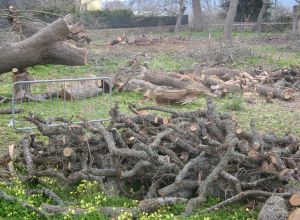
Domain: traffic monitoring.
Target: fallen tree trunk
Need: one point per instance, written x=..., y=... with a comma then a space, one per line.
x=44, y=47
x=184, y=82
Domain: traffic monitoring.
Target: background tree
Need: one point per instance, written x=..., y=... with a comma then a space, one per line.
x=198, y=16
x=247, y=10
x=181, y=11
x=229, y=20
x=260, y=16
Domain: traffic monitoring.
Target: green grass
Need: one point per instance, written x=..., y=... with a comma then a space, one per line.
x=269, y=117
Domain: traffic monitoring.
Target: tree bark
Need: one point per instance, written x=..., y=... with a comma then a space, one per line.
x=260, y=17
x=180, y=15
x=229, y=20
x=198, y=17
x=44, y=47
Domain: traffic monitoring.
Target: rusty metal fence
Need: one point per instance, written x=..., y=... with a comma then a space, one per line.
x=89, y=98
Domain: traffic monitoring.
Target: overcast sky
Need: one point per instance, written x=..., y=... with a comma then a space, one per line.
x=288, y=3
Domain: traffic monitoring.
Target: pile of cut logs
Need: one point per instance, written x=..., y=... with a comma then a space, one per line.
x=189, y=83
x=144, y=40
x=184, y=157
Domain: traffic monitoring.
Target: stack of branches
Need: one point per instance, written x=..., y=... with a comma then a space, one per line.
x=280, y=84
x=186, y=85
x=188, y=156
x=144, y=40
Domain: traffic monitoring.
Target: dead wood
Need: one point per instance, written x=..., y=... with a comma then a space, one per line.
x=295, y=214
x=295, y=199
x=170, y=155
x=10, y=111
x=44, y=47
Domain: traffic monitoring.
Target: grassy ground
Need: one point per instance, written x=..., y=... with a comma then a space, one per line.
x=279, y=117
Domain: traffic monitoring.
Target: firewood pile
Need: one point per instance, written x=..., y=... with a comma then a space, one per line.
x=282, y=84
x=145, y=40
x=186, y=85
x=185, y=157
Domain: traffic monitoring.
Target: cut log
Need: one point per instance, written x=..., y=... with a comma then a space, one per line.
x=284, y=94
x=44, y=47
x=143, y=41
x=166, y=96
x=295, y=215
x=223, y=73
x=295, y=199
x=186, y=83
x=216, y=83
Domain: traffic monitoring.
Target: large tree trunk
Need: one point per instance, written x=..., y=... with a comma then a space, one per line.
x=229, y=20
x=180, y=15
x=44, y=47
x=198, y=17
x=260, y=17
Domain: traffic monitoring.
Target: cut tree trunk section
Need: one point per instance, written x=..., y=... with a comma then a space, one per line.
x=44, y=47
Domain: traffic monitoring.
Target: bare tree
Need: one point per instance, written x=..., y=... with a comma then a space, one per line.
x=180, y=15
x=260, y=16
x=114, y=5
x=229, y=20
x=198, y=16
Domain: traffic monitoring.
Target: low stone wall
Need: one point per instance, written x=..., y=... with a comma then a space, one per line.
x=248, y=27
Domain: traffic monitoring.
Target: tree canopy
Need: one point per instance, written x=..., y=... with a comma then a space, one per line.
x=248, y=10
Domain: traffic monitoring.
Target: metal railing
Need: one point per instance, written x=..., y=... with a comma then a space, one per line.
x=89, y=98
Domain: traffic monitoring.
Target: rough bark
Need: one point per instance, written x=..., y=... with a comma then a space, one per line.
x=180, y=15
x=262, y=12
x=44, y=47
x=198, y=16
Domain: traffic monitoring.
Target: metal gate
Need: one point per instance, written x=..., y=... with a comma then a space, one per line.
x=90, y=98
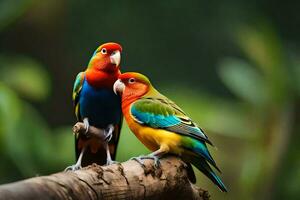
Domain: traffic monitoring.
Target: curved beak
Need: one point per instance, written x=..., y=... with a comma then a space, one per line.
x=115, y=58
x=119, y=86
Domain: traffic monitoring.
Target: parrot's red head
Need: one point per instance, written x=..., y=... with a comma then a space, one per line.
x=107, y=57
x=132, y=85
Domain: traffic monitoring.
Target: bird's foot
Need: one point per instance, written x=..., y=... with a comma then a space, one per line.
x=140, y=159
x=108, y=132
x=86, y=125
x=73, y=168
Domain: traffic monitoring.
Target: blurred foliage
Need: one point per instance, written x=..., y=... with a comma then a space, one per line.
x=251, y=111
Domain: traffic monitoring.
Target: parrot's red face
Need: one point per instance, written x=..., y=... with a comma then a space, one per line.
x=131, y=85
x=107, y=57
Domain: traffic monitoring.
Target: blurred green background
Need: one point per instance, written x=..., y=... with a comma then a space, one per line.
x=233, y=66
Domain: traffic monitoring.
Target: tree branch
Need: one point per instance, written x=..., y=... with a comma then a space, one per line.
x=128, y=180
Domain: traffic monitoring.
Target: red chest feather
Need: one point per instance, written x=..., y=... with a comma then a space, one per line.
x=101, y=79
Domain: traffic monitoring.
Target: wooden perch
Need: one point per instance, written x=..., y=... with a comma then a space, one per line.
x=128, y=180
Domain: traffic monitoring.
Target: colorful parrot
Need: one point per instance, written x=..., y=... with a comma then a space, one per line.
x=97, y=105
x=162, y=126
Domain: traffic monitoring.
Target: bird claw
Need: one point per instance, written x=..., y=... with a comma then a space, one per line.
x=108, y=132
x=86, y=126
x=73, y=168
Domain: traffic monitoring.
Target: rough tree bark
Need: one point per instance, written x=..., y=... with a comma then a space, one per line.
x=128, y=180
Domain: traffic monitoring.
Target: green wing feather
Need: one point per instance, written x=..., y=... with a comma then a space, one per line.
x=165, y=114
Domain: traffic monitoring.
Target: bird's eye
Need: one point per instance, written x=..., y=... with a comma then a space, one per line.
________________________________________
PROBLEM STATEMENT:
Output the records, from the start of the records through the line holding "x=269, y=117", inclusive, as a two-column CSV with the columns text and answer. Use one row per record, put each field in quotation marks with its line breaks turned into spaces, and leave the pictures out.

REPLY:
text,answer
"Domain: traffic monitoring. Target: fallen tree trunk Need: one point per instance, written x=..., y=... with a comma then a space, one per line.","x=44, y=47 x=184, y=82"
"Domain: traffic monitoring. Target: background tree Need: one point per instance, written x=..., y=... with a comma then a space, one per line.","x=198, y=16 x=247, y=10 x=181, y=11 x=229, y=20 x=260, y=16"
"Domain: traffic monitoring. Target: green grass Need: one point per instance, written x=..., y=... with a comma then a space, one per line.","x=269, y=117"